**Try it**
Reproduce the passage on medical technology in Japan's aging society word for word, in its entirety.

**Exercise passage**
Japan’s elderly population is thought to be greater than that of any other nation, with 33 per cent of citizens aged 60 or above. Conversely, Japan also suffers from one of the lowest fertility rates in the world, resulting in a “super-aging society” which poses a whole host of social and economic questions.
Enter Japan’s revitalisation strategy, a plan to revolutionise productivity and invest in the future, which hinges on establishing an open innovation ecosystem. “Japan has defined MedTech as a core of this strategy,” says Hironobu Azuma, Fusion Cluster Department Head at The Japan Research Institute.
Speaking at SXSW on the impact of MedTech in a super-aging society, Azuma points out that Japan has been at the cutting edge of this space, with initiatives like the NEDO Technology Commercialisation Programme (TCP) which allows start-ups to showcase how their products can revitalise regional economies by solving a number of problems relating to healthcare disparity.
Problem: People only go to the doctor when they’re already sick
Solution: Scan their pee!
“Generally, we are not able to know our physical abnormalities without physical symptoms, like pains,” says Maria Tsuruoka CEO of Symax. “It’s important to know early symptoms before it’s too late.” While life expectancy in Japan is rising, it’s important to ensure healthy later life, she adds. While fitting regular medical examinations into a busy schedule is impractical for many, Symax circumvents that, with a “24/7 health monitoring device.” It can be installed in any toilet, and scans urine regularly for early indicators for a series of conditions including diabetes, heart disease, and strokes.

(Point-per-instance localization data)
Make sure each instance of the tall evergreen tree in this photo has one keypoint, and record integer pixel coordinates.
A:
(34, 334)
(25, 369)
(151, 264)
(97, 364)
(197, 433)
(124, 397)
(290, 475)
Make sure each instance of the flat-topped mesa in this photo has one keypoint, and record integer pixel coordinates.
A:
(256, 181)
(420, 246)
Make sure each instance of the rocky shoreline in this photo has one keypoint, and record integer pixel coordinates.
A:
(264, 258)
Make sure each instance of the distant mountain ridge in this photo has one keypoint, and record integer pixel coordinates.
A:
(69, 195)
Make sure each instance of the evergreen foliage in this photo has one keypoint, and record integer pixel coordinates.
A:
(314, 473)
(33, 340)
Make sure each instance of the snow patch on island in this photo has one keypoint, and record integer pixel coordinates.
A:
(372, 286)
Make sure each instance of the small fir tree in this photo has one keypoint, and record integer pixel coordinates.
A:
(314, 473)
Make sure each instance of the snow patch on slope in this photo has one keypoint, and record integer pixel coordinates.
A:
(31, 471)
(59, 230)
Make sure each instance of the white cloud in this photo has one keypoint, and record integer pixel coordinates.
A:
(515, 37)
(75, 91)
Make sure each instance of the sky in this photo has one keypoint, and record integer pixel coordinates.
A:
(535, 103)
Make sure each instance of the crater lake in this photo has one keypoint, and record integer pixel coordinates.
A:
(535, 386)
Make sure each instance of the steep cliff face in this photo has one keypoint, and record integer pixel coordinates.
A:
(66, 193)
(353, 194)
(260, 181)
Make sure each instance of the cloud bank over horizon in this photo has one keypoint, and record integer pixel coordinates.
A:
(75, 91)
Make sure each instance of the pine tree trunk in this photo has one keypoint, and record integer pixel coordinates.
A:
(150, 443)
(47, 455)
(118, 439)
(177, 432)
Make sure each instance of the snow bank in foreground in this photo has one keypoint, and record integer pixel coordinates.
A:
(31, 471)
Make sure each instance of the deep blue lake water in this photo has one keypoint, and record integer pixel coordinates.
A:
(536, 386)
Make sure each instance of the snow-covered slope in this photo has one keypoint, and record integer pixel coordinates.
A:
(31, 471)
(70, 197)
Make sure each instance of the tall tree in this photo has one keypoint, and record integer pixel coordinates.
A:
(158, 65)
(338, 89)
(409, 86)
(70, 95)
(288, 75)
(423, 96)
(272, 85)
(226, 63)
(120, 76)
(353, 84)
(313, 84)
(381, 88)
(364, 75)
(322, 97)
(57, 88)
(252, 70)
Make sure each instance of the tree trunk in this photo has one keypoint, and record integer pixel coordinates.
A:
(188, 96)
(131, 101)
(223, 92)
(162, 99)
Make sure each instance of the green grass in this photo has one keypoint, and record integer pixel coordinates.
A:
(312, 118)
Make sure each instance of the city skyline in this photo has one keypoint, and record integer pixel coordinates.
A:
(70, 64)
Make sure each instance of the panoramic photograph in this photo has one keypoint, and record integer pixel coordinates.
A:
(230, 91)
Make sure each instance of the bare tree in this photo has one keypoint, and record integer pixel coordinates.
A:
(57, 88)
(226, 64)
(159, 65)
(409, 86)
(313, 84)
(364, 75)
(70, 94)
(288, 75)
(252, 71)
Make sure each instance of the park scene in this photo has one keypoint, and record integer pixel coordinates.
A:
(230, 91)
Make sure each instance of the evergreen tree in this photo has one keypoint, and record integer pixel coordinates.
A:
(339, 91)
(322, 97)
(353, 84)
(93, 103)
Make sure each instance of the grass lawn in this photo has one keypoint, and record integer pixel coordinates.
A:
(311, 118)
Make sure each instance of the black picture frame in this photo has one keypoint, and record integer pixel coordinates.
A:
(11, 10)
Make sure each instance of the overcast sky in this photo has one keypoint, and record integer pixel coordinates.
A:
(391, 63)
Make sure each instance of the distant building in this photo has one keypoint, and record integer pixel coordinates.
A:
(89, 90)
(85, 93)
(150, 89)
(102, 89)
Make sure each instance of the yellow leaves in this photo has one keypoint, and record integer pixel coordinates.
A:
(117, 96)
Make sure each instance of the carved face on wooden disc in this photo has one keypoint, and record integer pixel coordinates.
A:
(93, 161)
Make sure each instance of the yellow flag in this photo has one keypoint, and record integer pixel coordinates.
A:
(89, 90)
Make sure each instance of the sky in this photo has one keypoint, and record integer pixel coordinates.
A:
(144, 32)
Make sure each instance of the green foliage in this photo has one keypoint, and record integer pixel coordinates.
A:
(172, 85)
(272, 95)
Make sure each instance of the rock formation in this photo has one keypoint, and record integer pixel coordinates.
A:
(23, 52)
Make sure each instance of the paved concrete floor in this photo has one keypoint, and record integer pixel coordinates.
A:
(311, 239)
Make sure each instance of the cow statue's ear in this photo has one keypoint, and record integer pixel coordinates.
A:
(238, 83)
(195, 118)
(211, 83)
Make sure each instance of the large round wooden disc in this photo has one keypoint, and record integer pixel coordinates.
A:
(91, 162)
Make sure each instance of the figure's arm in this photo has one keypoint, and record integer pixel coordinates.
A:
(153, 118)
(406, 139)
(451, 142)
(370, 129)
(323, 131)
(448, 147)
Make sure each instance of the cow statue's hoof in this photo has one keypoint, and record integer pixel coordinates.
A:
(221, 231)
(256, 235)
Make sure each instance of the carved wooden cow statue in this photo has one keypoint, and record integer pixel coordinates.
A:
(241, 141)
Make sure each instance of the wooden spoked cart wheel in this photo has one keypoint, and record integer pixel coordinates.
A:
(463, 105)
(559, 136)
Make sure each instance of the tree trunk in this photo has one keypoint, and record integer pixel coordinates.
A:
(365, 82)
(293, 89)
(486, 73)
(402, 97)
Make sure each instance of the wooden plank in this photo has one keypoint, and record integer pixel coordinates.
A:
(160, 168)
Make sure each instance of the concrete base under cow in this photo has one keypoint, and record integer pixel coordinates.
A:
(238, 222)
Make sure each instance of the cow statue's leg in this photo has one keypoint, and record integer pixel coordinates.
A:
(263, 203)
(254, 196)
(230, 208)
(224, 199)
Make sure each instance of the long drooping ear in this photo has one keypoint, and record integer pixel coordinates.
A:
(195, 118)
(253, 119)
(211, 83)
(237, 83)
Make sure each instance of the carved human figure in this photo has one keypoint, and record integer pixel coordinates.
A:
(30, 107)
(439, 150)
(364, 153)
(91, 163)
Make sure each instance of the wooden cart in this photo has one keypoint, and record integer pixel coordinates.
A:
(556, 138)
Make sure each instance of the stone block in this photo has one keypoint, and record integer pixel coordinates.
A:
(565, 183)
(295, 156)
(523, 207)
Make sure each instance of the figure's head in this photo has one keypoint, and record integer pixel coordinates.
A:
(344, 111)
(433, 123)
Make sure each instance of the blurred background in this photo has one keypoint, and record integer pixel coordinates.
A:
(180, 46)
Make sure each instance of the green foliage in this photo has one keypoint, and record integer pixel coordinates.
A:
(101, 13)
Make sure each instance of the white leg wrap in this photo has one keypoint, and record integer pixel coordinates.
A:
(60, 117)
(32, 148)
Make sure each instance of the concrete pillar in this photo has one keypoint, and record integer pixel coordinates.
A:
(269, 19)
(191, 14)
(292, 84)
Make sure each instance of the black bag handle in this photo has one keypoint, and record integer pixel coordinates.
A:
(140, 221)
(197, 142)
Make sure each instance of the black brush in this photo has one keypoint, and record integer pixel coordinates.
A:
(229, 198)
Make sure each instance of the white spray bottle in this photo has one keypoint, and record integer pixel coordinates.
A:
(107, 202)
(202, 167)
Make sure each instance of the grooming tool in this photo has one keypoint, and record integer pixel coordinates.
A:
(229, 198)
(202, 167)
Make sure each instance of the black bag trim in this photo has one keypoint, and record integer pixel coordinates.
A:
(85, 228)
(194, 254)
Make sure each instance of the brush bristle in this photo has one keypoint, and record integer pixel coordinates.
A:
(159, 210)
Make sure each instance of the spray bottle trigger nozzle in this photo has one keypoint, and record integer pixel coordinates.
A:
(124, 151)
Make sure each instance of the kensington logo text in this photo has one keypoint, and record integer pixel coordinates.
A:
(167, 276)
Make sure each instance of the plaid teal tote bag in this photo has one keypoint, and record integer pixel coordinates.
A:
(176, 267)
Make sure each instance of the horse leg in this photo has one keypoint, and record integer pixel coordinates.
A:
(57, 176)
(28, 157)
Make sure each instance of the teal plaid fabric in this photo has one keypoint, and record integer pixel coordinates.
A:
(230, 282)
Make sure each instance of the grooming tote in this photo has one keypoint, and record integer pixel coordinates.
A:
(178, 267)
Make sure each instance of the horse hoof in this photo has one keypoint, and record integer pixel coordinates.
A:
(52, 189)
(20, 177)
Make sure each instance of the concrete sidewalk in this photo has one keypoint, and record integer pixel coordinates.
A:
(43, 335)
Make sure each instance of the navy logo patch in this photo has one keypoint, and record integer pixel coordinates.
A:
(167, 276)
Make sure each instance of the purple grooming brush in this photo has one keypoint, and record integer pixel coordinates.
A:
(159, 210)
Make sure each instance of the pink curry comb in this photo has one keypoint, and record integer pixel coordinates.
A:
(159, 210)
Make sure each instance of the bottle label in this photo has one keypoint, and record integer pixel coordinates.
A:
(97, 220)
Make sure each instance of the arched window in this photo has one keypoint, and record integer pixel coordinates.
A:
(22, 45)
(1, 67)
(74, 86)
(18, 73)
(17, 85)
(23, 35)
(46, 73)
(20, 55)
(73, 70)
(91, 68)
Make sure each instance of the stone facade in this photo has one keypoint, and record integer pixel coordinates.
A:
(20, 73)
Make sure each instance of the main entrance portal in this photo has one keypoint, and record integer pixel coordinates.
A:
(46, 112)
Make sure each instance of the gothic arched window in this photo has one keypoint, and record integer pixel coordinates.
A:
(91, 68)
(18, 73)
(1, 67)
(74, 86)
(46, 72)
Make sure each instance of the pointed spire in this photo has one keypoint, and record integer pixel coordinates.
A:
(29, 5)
---
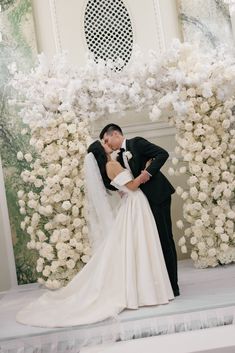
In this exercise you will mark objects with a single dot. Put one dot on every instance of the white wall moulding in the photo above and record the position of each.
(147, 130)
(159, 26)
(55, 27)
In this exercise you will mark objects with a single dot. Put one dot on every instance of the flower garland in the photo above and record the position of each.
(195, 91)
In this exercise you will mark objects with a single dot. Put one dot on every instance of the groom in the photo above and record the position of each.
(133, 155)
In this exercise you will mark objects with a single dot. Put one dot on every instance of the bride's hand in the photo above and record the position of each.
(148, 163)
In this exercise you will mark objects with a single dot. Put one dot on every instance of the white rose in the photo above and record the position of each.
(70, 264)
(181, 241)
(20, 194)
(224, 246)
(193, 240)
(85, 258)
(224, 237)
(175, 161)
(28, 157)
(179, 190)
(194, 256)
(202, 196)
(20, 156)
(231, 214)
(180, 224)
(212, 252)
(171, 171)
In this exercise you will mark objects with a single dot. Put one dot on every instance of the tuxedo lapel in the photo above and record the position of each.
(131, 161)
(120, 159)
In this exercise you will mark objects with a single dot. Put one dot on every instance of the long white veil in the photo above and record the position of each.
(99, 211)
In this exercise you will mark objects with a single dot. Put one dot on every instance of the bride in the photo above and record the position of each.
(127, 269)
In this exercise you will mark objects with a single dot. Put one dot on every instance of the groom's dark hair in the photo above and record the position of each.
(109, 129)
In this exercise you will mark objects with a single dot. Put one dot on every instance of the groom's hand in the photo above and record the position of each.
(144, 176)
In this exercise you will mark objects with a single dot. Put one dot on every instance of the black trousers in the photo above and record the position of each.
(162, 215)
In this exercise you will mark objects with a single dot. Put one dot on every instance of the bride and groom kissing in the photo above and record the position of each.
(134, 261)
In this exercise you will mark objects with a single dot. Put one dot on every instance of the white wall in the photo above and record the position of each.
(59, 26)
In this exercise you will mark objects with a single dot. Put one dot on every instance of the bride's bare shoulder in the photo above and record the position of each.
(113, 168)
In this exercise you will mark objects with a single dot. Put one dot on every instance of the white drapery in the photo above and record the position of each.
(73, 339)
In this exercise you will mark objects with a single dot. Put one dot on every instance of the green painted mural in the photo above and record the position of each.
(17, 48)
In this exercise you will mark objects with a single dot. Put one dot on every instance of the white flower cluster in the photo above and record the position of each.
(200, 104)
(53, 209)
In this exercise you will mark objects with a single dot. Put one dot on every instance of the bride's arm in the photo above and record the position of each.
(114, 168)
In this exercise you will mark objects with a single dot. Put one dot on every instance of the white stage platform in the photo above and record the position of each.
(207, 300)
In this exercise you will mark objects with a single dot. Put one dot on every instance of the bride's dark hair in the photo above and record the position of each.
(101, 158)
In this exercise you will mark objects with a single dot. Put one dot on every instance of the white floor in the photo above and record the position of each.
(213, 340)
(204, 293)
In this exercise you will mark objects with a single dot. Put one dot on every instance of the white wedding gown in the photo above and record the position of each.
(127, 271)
* * *
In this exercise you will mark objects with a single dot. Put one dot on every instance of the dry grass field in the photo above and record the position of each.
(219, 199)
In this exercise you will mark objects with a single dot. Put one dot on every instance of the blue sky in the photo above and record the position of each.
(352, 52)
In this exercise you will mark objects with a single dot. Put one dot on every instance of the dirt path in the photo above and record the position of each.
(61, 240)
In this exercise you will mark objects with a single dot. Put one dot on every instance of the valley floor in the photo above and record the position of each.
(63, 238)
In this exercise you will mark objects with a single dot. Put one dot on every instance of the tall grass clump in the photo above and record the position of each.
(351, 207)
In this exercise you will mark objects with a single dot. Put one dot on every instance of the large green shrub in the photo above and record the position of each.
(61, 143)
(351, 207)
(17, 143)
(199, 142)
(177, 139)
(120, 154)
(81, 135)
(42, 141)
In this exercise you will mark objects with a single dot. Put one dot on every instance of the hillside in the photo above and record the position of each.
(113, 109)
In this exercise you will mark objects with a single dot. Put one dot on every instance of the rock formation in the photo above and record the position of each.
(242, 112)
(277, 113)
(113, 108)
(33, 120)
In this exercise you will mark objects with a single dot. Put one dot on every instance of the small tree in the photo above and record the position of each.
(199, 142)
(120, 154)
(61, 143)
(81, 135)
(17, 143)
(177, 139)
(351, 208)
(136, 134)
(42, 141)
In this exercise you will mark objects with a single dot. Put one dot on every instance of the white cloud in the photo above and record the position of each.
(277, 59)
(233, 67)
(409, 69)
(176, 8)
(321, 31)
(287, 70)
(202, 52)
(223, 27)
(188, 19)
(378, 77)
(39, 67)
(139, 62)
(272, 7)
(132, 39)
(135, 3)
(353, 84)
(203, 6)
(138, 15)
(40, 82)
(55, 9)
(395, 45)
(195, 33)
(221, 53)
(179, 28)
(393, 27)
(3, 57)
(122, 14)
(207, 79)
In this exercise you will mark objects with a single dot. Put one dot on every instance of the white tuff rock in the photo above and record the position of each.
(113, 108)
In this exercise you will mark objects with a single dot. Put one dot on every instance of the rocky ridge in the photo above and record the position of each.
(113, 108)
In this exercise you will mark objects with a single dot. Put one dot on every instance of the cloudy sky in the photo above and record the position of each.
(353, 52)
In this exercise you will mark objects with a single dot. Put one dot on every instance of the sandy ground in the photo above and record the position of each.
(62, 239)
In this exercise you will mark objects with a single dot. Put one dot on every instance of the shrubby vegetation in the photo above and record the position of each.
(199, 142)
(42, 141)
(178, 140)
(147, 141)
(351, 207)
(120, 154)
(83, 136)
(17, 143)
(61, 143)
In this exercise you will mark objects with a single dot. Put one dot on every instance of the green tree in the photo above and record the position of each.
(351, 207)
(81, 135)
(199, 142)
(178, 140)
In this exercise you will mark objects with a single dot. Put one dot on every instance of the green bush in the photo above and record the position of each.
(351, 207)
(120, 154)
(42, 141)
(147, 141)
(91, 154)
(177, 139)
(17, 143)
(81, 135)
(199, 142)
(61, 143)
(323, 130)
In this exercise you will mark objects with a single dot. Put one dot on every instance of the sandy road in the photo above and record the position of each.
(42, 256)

**Solved problem**
Japan’s elderly population is thought to be greater than that of any other nation, with 33 per cent of citizens aged 60 or above. Conversely, Japan also suffers from one of the lowest fertility rates in the world, resulting in a “super-aging society” which poses a whole host of social and economic questions.
Enter Japan’s revitalisation strategy, a plan to revolutionise productivity and invest in the future, which hinges on establishing an open innovation ecosystem. “Japan has defined MedTech as a core of this strategy,” says Hironobu Azuma, Fusion Cluster Department Head at The Japan Research Institute.
Speaking at SXSW on the impact of MedTech in a super-aging society, Azuma points out that Japan has been at the cutting edge of this space, with initiatives like the NEDO Technology Commercialisation Programme (TCP) which allows start-ups to showcase how their products can revitalise regional economies by solving a number of problems relating to healthcare disparity.
Problem: People only go to the doctor when they’re already sick
Solution: Scan their pee!
“Generally, we are not able to know our physical abnormalities without physical symptoms, like pains,” says Maria Tsuruoka CEO of Symax. “It’s important to know early symptoms before it’s too late.” While life expectancy in Japan is rising, it’s important to ensure healthy later life, she adds. While fitting regular medical examinations into a busy schedule is impractical for many, Symax circumvents that, with a “24/7 health monitoring device.” It can be installed in any toilet, and scans urine regularly for early indicators for a series of conditions including diabetes, heart disease, and strokes.